▸ **Data provided**:
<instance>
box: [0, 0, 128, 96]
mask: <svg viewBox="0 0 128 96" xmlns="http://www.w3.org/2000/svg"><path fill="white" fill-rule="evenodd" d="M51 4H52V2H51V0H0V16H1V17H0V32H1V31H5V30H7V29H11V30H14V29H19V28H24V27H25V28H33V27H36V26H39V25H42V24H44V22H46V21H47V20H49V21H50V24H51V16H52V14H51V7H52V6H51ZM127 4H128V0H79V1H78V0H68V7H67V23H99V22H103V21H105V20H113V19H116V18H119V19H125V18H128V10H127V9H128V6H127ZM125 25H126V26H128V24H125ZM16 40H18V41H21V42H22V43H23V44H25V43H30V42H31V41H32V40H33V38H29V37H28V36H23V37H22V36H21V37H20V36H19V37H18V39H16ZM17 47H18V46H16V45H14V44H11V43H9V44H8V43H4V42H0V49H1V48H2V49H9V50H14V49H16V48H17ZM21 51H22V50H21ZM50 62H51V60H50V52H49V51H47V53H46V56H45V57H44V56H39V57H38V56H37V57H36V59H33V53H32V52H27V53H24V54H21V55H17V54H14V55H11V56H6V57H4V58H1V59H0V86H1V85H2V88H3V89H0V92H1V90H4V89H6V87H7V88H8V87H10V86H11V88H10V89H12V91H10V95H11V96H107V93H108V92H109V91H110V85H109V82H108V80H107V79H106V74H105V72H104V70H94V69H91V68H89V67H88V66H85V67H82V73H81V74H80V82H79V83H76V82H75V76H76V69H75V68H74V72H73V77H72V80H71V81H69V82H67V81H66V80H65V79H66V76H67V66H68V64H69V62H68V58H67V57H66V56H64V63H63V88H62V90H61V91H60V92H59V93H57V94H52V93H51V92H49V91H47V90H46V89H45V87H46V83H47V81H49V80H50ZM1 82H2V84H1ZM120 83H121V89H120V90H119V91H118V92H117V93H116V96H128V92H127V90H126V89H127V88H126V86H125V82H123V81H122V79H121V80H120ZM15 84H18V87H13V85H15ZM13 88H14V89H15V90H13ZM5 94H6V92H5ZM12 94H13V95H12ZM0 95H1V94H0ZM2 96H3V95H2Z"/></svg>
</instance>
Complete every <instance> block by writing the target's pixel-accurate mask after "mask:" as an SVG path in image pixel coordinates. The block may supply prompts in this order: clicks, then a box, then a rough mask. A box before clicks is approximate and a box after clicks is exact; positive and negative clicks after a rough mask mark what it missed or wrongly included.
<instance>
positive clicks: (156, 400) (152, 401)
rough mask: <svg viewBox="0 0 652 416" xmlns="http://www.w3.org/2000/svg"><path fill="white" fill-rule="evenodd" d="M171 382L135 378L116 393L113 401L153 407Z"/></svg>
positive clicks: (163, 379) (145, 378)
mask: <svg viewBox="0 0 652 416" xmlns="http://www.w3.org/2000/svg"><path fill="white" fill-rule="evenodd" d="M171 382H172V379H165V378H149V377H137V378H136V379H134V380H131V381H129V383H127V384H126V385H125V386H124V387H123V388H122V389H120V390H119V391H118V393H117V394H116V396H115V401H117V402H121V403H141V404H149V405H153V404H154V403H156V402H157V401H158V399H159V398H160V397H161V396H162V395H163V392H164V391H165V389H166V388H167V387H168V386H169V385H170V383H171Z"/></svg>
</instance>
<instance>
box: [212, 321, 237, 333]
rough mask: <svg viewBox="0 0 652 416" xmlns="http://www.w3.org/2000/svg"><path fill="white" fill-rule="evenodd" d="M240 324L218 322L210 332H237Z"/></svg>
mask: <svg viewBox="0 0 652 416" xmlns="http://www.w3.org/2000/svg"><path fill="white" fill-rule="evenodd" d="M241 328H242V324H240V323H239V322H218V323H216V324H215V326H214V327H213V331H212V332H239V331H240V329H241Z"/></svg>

▸ **Task directions**:
All lines in the listing above should be written out again exactly.

▸ **Solution to this exercise**:
<instance>
box: [0, 0, 128, 96]
mask: <svg viewBox="0 0 128 96" xmlns="http://www.w3.org/2000/svg"><path fill="white" fill-rule="evenodd" d="M51 4H52V2H51V0H0V16H1V17H0V32H1V31H5V30H7V29H11V30H14V29H19V28H24V27H25V28H33V27H36V26H39V25H42V24H44V22H46V21H47V20H49V21H50V24H51V16H52V14H51V7H52V6H51ZM127 4H128V0H79V1H78V0H68V7H67V23H99V22H103V21H105V20H113V19H116V18H119V19H125V18H128V10H127V9H128V6H127ZM125 25H126V26H128V24H125ZM16 40H18V41H21V42H22V43H23V44H25V43H30V42H31V41H32V40H33V38H29V37H28V36H23V37H22V36H21V37H20V36H19V37H18V39H16ZM17 47H18V46H16V45H14V44H11V43H9V44H8V43H4V42H0V49H1V48H2V49H9V50H14V49H16V48H17ZM21 51H22V50H21ZM50 62H51V60H50V52H49V51H47V53H46V56H45V57H44V56H39V57H38V56H37V57H36V59H33V53H32V52H27V53H24V54H21V55H17V54H14V55H11V56H6V57H4V58H1V59H0V86H1V85H2V88H3V89H0V92H1V90H4V89H6V87H7V88H8V87H10V86H11V88H10V89H12V91H10V95H11V96H107V93H108V92H109V91H110V85H109V82H108V80H107V79H106V74H105V72H104V70H94V69H91V68H89V67H88V66H85V67H82V73H81V74H80V82H79V83H76V82H75V76H76V69H75V68H74V72H73V77H72V80H71V81H69V82H67V81H66V80H65V79H66V76H67V66H68V64H69V62H68V58H67V57H66V56H64V63H63V88H62V90H61V91H60V92H59V93H57V94H52V93H51V92H49V91H47V90H46V89H45V87H46V83H47V81H49V80H50ZM1 82H2V84H1ZM120 83H121V89H120V90H119V91H118V92H117V93H116V96H128V92H127V90H126V89H127V88H126V86H125V82H123V81H122V79H121V80H120ZM15 84H18V87H13V85H15ZM13 88H14V89H15V90H13ZM5 94H6V92H5ZM12 94H13V95H12ZM0 95H1V94H0ZM2 96H3V95H2Z"/></svg>
</instance>
Complete every <instance> block by writing the target's pixel-accurate mask after "mask:" as an SVG path in image pixel coordinates. The block may supply prompts in this order: clicks, then a box, then a rough mask. A box before clicks is approximate and a box after clicks is exact; positive and negative clicks after a rough mask mark what it missed or wrongly included.
<instance>
positive clicks: (156, 400) (152, 401)
rough mask: <svg viewBox="0 0 652 416" xmlns="http://www.w3.org/2000/svg"><path fill="white" fill-rule="evenodd" d="M171 382L135 378L116 393L113 401L153 407Z"/></svg>
positive clicks: (163, 379) (145, 378)
mask: <svg viewBox="0 0 652 416" xmlns="http://www.w3.org/2000/svg"><path fill="white" fill-rule="evenodd" d="M171 382H172V379H165V378H149V377H137V378H136V379H134V380H131V381H129V383H127V384H126V385H125V386H124V387H123V388H122V389H120V390H119V391H118V393H117V394H116V396H115V401H117V402H121V403H141V404H149V405H153V404H154V403H156V402H157V401H158V399H159V398H160V397H161V396H162V395H163V392H164V391H165V389H166V388H167V387H168V386H169V385H170V383H171Z"/></svg>
</instance>
<instance>
box: [212, 321, 237, 333]
rough mask: <svg viewBox="0 0 652 416" xmlns="http://www.w3.org/2000/svg"><path fill="white" fill-rule="evenodd" d="M240 324L218 322L210 332H237Z"/></svg>
mask: <svg viewBox="0 0 652 416" xmlns="http://www.w3.org/2000/svg"><path fill="white" fill-rule="evenodd" d="M241 328H242V324H240V323H239V322H218V323H216V324H215V326H214V327H213V331H212V332H239V331H240V329H241Z"/></svg>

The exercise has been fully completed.